■ Record extracts
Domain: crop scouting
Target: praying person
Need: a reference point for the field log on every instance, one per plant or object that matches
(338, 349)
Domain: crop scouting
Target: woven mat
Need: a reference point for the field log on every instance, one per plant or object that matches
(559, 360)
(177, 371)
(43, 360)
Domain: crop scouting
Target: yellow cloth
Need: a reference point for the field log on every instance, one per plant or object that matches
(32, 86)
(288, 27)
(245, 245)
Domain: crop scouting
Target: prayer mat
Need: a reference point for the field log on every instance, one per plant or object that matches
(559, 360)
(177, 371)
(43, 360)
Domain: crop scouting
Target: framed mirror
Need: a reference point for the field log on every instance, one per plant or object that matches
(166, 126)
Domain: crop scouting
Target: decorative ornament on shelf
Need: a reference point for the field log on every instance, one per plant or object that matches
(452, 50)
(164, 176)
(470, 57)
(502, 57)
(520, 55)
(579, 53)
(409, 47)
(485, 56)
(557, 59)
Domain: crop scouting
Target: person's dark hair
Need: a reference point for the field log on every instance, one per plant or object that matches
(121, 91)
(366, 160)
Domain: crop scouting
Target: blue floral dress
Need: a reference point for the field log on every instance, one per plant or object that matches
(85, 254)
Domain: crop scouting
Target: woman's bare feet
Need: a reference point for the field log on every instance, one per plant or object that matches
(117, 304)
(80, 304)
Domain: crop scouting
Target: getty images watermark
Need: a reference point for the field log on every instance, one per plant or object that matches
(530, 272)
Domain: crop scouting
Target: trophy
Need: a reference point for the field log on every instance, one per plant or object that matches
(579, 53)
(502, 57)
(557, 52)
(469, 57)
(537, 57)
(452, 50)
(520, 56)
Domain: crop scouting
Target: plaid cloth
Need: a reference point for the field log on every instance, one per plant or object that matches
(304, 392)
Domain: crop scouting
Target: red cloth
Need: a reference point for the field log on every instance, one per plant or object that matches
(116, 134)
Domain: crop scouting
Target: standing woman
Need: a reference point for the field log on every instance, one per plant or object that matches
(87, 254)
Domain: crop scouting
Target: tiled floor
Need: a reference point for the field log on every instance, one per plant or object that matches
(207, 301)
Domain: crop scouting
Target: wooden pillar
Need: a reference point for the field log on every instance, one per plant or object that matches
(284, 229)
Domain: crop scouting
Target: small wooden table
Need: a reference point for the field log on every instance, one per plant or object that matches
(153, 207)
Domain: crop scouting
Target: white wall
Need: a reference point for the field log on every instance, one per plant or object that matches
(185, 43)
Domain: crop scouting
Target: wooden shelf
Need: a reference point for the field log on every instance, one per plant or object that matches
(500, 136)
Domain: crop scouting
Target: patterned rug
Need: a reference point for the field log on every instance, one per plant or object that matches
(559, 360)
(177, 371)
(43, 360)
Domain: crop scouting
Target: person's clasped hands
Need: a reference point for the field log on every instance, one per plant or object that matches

■ About this exercise
What is needed here is every record above, repeated exactly.

■ Response area
Domain: crop scouting
Target: praying person
Need: a reference point for the field log on every instance, one per plant or object that matches
(338, 349)
Domain: crop scouting
Target: woven mat
Need: a reference point for the field log on every instance, one per plant or object that matches
(559, 360)
(177, 371)
(43, 360)
Domain: crop scouting
Target: yellow cloth
Need: a reference point for the field log on every instance, one per plant or object that matches
(32, 86)
(288, 27)
(245, 245)
Domain: crop scouting
Target: prayer mat
Need: a reference point for the field log on every instance, one per plant or object that matches
(559, 360)
(177, 371)
(43, 360)
Domain: crop scouting
Target: framed mirror
Need: a reference point for the field log on every instance, one per plant or object that matches
(166, 126)
Domain: crop scouting
Target: decorative ornament on shelf
Need: a reference point for the field log on every instance, one per plant or object that matches
(452, 50)
(164, 176)
(470, 57)
(502, 57)
(520, 55)
(579, 53)
(409, 47)
(485, 56)
(557, 59)
Domain: crop scouting
Target: person's dark hair
Need: a reference point for the field log on every instance, one per plant or object that matches
(121, 91)
(366, 160)
Domain: crop scouting
Target: blue floral dress
Need: a reference point for the field log on every instance, one per plant or object that matches
(85, 254)
Domain: crop scouting
Target: woman's bare feet
Need: a reference point for the field log on every instance, one per plant or object that matches
(117, 304)
(80, 304)
Domain: crop scouting
Target: getty images watermark
Need: a reference point for the field log on every instance, one per plant or object that matches
(530, 272)
Domain: crop scouting
Target: trophy
Need: a reference point for the field log on every instance, one per plant or object that matches
(579, 53)
(502, 57)
(557, 52)
(469, 57)
(537, 57)
(452, 50)
(520, 56)
Domain: crop scouting
Target: plaid cloth
Need: a reference point for the field log on every instance, one per plant or object that matches
(304, 392)
Domain: crop scouting
Target: red cloth
Need: a reference point for the field log on every instance, one per plant or object that matches
(116, 134)
Domain: crop scouting
Target: standing woman
Need: a reference point for the field log on every instance, one per plant or object that matches
(87, 254)
Domain: crop scouting
Target: tiled floor
Need: a reference point for the field log on every instance, one per plant or object that matches
(207, 301)
Domain: crop scouting
Target: wooden pillar
Need: a reference point for the field log on every instance, one per plant or object that matches
(284, 229)
Domain: crop scouting
Target: small wooden table
Need: a reference point for the field log on every instance, one per plant or object that matches
(153, 207)
Domain: crop scouting
Target: white wall
Need: a reference point for the field log on every instance, one per plant or object that matches
(185, 43)
Domain: crop scouting
Target: wooden shelf
Need: a reference point for the field log on every instance, one per plant or object that matches
(500, 136)
Domain: crop scouting
Target: patterned rug
Need: a reference point for the field log on every instance, one per plant or object that matches
(559, 360)
(177, 371)
(43, 360)
Domain: crop scouting
Target: person's clasped hands
Need: a reference point for the field log on every instance, one per plant or object that matches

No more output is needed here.